_PROBLEM_
Give as output the line that contains "Pin each instance of the front", followed by every remaining line of the entries, unchanged and with nothing added.

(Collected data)
####################
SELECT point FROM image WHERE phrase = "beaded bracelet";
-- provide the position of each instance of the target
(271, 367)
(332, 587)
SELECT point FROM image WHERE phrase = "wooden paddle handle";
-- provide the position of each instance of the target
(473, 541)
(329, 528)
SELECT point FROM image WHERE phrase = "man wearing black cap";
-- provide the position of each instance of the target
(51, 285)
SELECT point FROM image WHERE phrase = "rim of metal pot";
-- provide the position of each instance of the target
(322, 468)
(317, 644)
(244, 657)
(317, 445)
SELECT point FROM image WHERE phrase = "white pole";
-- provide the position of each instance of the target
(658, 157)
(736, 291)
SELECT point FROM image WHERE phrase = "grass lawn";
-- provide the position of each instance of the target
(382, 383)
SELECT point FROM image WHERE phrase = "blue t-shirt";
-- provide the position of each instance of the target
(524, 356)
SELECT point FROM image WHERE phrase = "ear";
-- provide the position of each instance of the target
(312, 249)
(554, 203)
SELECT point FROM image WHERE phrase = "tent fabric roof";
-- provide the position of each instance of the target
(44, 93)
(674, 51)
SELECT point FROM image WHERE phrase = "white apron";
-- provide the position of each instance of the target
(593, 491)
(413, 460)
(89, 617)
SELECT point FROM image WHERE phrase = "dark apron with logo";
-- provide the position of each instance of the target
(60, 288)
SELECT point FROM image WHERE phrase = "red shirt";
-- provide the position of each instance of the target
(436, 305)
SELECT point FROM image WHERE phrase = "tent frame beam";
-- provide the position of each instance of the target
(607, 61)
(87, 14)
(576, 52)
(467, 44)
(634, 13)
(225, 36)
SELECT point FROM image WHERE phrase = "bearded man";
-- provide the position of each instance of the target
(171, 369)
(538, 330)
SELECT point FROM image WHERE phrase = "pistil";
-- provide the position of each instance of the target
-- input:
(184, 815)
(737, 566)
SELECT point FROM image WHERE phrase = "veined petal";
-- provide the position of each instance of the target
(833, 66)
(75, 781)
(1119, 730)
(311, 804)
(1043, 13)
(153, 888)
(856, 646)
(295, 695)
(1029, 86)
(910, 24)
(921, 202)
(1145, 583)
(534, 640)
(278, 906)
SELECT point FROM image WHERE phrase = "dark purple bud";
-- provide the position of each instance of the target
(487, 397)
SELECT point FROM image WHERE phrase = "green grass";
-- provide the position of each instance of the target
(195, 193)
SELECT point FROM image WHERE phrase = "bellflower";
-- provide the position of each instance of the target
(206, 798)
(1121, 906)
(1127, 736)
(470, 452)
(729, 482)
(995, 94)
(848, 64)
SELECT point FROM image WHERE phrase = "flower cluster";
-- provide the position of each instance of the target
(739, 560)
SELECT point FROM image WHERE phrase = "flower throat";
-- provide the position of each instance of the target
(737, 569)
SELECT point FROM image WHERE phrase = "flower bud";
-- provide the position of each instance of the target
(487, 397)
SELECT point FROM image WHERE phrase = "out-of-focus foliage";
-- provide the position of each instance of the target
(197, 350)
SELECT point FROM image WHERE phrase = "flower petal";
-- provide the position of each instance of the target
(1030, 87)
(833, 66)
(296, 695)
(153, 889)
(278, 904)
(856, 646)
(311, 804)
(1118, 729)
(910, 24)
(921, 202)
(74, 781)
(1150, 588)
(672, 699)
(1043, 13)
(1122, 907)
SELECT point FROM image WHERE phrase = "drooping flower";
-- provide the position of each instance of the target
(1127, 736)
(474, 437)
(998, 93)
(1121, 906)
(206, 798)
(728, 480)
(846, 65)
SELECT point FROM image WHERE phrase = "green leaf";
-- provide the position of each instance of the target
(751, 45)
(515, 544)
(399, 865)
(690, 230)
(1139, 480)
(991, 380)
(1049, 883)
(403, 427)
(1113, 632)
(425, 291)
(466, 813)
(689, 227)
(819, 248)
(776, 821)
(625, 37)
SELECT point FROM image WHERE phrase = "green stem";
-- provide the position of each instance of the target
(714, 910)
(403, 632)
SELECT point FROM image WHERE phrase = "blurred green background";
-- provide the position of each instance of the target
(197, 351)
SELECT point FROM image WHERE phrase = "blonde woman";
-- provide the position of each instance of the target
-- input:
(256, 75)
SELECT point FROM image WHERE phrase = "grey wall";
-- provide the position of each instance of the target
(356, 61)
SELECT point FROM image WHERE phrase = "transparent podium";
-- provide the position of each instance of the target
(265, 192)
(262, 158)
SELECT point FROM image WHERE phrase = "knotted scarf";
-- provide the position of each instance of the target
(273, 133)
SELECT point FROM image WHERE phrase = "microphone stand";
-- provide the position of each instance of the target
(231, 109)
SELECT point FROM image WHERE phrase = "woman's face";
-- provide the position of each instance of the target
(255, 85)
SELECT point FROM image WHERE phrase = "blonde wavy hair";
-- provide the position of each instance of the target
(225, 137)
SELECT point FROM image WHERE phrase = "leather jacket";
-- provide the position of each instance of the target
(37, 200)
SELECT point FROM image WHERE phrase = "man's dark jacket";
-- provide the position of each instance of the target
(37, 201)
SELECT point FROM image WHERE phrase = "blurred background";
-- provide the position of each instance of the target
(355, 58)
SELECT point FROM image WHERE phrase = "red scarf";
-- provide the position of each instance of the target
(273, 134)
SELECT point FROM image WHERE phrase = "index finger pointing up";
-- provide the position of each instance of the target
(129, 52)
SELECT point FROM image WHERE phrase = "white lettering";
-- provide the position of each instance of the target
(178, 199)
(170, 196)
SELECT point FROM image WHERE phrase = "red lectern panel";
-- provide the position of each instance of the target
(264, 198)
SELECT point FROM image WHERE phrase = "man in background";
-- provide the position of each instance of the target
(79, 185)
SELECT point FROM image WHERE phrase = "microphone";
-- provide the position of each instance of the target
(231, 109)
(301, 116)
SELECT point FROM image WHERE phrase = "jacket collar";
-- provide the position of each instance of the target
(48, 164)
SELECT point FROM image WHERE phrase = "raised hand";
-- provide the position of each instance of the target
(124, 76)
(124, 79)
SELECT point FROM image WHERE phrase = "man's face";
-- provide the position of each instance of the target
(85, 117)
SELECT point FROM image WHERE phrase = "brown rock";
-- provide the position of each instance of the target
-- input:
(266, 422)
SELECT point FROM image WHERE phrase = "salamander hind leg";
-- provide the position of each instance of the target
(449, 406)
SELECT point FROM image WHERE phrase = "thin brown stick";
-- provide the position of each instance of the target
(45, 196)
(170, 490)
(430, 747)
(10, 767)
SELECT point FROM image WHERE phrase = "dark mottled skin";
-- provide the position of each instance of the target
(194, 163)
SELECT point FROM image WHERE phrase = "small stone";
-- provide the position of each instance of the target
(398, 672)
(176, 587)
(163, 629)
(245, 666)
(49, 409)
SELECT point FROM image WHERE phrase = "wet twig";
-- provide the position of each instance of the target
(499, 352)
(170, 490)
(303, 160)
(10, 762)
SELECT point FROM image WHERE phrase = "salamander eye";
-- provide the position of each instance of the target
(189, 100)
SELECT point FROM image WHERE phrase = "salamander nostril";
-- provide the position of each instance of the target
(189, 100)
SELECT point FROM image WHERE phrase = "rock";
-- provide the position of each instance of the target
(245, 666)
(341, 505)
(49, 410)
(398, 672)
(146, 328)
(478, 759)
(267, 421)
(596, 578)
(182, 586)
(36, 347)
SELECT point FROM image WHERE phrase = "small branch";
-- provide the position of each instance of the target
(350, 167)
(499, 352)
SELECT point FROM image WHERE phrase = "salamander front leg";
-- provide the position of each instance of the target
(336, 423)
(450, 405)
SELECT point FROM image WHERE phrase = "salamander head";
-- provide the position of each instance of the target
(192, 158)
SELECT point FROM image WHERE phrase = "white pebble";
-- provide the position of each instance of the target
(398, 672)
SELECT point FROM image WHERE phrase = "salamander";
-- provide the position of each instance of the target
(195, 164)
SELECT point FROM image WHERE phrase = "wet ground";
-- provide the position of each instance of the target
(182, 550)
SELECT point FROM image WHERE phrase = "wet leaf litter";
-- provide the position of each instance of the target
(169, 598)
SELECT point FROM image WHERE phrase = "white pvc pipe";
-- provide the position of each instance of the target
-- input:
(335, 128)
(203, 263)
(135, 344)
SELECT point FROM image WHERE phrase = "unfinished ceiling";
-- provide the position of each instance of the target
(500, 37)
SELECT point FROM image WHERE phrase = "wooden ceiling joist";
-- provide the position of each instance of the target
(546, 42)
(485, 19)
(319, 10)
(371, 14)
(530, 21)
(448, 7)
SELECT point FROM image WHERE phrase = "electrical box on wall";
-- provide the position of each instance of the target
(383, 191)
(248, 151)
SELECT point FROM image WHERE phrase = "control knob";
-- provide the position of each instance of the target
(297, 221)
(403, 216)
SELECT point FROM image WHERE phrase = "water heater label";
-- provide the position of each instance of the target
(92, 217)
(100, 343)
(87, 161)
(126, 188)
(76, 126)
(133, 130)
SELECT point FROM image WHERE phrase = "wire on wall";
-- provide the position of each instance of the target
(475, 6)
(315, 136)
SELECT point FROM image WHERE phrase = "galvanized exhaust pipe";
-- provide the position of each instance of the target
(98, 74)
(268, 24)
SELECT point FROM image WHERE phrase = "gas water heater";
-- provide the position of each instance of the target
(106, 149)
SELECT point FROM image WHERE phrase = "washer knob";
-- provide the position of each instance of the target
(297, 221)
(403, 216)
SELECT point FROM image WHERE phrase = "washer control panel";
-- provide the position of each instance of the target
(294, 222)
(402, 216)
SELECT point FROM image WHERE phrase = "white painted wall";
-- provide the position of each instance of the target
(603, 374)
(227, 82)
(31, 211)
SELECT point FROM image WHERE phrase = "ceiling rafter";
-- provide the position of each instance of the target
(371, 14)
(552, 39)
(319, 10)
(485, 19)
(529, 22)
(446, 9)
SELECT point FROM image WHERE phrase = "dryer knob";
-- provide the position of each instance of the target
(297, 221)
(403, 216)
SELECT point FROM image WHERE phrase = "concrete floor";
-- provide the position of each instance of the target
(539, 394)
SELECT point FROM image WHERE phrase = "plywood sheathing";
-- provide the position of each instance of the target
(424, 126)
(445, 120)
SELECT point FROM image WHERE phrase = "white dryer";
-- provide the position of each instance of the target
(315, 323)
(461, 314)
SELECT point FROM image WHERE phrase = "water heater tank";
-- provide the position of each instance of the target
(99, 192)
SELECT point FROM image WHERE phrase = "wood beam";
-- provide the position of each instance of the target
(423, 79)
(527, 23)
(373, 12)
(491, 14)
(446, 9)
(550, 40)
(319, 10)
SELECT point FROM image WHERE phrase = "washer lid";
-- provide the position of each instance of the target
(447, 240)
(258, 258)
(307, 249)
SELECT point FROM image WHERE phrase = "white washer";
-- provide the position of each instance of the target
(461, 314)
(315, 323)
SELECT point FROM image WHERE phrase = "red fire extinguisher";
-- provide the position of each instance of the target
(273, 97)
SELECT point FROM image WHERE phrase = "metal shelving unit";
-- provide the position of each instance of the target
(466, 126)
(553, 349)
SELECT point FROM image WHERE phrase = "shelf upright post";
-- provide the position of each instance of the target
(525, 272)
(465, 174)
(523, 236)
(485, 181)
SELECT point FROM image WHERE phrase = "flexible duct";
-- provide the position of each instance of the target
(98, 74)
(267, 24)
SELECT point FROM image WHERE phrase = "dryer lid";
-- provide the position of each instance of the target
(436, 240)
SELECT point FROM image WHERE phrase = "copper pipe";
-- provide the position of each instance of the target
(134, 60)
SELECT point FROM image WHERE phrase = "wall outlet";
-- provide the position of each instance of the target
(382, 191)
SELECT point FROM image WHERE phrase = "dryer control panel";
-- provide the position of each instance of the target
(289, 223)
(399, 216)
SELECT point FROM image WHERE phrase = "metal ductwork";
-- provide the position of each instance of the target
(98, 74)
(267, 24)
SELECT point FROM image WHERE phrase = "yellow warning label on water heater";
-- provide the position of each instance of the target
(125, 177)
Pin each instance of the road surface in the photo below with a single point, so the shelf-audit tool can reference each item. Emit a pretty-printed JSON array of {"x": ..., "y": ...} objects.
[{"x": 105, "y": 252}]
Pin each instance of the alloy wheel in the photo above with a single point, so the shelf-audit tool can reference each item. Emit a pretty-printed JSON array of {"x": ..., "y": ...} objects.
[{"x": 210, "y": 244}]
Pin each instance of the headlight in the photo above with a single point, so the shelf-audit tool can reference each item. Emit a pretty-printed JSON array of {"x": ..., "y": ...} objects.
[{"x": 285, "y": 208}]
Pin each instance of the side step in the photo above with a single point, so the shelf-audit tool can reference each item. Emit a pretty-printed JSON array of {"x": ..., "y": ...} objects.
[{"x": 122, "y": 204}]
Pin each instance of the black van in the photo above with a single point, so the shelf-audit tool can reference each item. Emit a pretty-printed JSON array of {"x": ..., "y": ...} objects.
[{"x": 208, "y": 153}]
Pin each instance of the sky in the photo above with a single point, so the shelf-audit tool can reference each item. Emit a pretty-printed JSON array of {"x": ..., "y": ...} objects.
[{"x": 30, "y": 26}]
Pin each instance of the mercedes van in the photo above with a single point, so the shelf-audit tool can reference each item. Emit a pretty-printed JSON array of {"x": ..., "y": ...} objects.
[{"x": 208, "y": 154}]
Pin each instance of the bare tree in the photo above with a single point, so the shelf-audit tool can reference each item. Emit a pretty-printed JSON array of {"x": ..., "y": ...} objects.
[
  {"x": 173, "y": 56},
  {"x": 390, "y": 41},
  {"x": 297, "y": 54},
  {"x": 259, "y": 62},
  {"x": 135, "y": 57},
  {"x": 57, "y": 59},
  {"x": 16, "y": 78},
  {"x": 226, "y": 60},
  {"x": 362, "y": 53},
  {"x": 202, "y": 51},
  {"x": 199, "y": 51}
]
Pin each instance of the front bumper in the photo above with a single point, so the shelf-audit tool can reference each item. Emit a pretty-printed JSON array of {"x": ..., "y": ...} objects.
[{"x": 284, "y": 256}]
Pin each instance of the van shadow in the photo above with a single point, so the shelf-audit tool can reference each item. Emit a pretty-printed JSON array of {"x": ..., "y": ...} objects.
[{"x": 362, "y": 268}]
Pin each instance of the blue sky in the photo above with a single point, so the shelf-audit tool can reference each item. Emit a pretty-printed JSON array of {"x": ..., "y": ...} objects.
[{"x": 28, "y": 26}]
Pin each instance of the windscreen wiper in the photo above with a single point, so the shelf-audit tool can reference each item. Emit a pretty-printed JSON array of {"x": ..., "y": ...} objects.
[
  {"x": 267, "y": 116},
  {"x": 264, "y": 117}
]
####################
_WRITTEN REPLY_
Pin each instance of the front bumper in the photo above with a single point, so the shelf-audit tool can reference each item. Emit a pretty-printed JSON array of {"x": ..., "y": ...} objects.
[{"x": 284, "y": 256}]
Pin each instance of the van shadow in the photo above with a single point, so the shelf-audit tool can reference each item. Emit a pretty-printed JSON array of {"x": ..., "y": ...} objects.
[{"x": 362, "y": 268}]
Pin each instance of the blue sky in the photo above with a single point, so the shelf-audit tool can reference each item. Emit a pretty-printed JSON array of {"x": ..., "y": ...} objects.
[{"x": 28, "y": 26}]
Pin each instance of the windscreen wiper in the photo above with a single point, so the shelf-audit tool can reference each item. Emit a pretty-printed JSON array of {"x": ..., "y": ...} objects.
[
  {"x": 267, "y": 116},
  {"x": 264, "y": 117}
]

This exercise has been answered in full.